Short exercise 1 >> Write out the stretch of the forum thread from "## amateurke (Mar" through "Nice hit indeed.", swapping "Amazing" for "Stunning".

++++ Reading passage

Jeez. Doesn't anyone get sarcasm anymore? I didn't think I'd have to make 2 more posts to explain my statement.:sweat:


----------



## maxnmisty435-cl (Apr 26, 2008)

very nice hit


----------



## GreySmoke (Jan 11, 2008)

ronhoffman2 said:


> Jeez. Doesn't anyone get sarcasm anymore? I didn't think I'd have to make 2 more posts to explain my statement.:sweat:


In that case, ya your stuff will look like crap.. go out and get some good $tuff.


----------



## ngetal (Jul 6, 2008)

ronhoffman2 said:


> Jeez. Doesn't anyone get sarcasm anymore? I didn't think I'd have to make 2 more posts to explain my statement.:sweat:


so much more fun to make you squirm... :biggrin:

though I suppose I should be more careful - you'll probably skewer me pretty badly when you get the PIF package... :huh_oh:


----------



## ronhoffman2-cl (Jun 8, 2008)

yeah, i don't like squirming.


----------



## amateurke (Mar 28, 2008)

:baffled: Amazing hit!! very nice done!!
I expected a couple of those Liberty's they are great looking, can not wait till I got them in my hands!!


----------



## CGARMAN23 (May 16, 2008)

Nice hit indeed.


----------



## canney (Sep 2, 2007)

Bunch of nice stuff right there
Good job!


----------



## big04deuce (May 16, 2008)

Oh yeah, that's a serious hit!!! very nice!!!


----------



## dj5213 (Apr 7, 2008)

great hit!! im sure you will enjoy those sticks!! theres a few that I haven't tried by for the most part, all of them are delicious!!! its a great selection!! major props Charles on the great hit!


----------



## Doogie (Oct 15, 2007)

great hit there


----------



## mhlatke (Oct 13, 2007)

Killer hit!


----------



## JonDot (Mar 7, 2008)

Dude!!!You got SMOKED!!!!


----------



## Cigary (Oct 19, 2007)

ronhoffman2 said:


> Jeez. Doesn't anyone get sarcasm anymore? I didn't think I'd have to make 2 more posts to explain my statement.:sweat:


You should live in Georgia,,,,not many here know what sarcasm is all about and take things wayyyy to seriously. I've noticed there are a few thin skinned BOTL who do not get playful sarcasm and in turn get their feelings hurt over little things that were never intentioned to get them upset. Take things with a grain of salt and you won't have to get you're back up is what I say.


----------



## Cigary (Oct 19, 2007)

Would love to see "pics" of this hit,,,would be nice to salivate over.


----------



## ctiicda (Jun 19, 2008)

Cigary said:


> Would love to see "pics" of this hit,,,would be nice to salivate over.


The pics are on page 1 ...just gotta click on them to amke them big enough to see...


----------



## ER Doc (Feb 8, 2007)

Once again, absolutely wonderful hit. Charles - you've certainly outdone yourself.

++++++++
++++ Data listing

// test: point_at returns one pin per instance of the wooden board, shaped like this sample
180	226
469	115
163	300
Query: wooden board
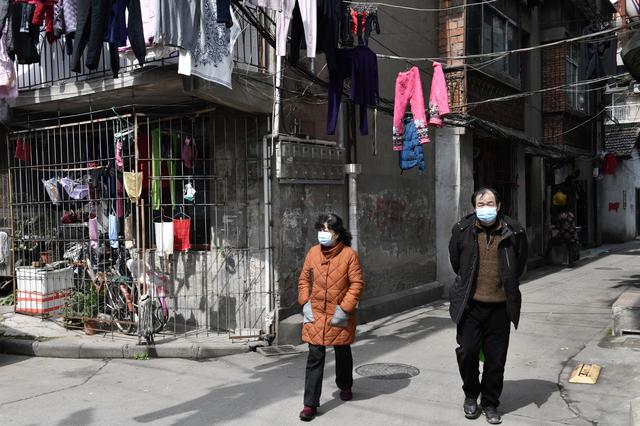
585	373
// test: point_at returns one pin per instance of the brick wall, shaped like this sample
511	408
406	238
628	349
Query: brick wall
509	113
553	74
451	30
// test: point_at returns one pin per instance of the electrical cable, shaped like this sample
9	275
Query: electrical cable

++++++++
++++ Data listing

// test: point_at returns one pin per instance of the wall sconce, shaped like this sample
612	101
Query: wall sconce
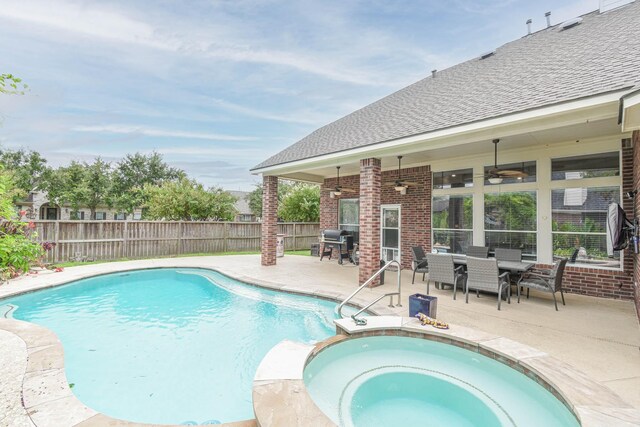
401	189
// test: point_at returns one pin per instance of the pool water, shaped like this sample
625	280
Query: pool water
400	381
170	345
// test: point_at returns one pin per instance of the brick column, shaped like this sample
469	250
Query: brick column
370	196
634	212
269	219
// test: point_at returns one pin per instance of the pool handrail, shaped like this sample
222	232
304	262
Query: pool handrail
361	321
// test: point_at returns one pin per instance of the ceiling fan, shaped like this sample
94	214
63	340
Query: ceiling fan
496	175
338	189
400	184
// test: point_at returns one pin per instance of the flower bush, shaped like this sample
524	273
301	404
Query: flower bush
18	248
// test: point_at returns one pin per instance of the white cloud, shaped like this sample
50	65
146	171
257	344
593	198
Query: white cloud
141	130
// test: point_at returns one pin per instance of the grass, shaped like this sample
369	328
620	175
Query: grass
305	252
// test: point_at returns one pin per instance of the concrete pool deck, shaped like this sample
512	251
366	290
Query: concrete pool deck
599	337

++++++++

Short exercise 2 >> From the listing, retype the stretch from the line that contains "board, shaped like this sample" through the line that contains "Query: electrical cable". Leave the pictures out.

Solution 1 >>
## amateurke (Mar 28, 2008)

:baffled: Stunning hit!! very nice done!!
I expected a couple of those Liberty's they are great looking, can not wait till I got them in my hands!!


----------



## CGARMAN23 (May 16, 2008)

Nice hit indeed.

Solution 2 >>
// test: point_at returns one pin per instance of the wooden board, shaped like this sample
180	226
469	115
163	300
Query: wooden board
585	373
// test: point_at returns one pin per instance of the brick wall, shaped like this sample
511	408
406	238
628	349
Query: brick wall
509	113
553	74
451	30
// test: point_at returns one pin per instance of the electrical cable, shaped like this sample
9	275
Query: electrical cable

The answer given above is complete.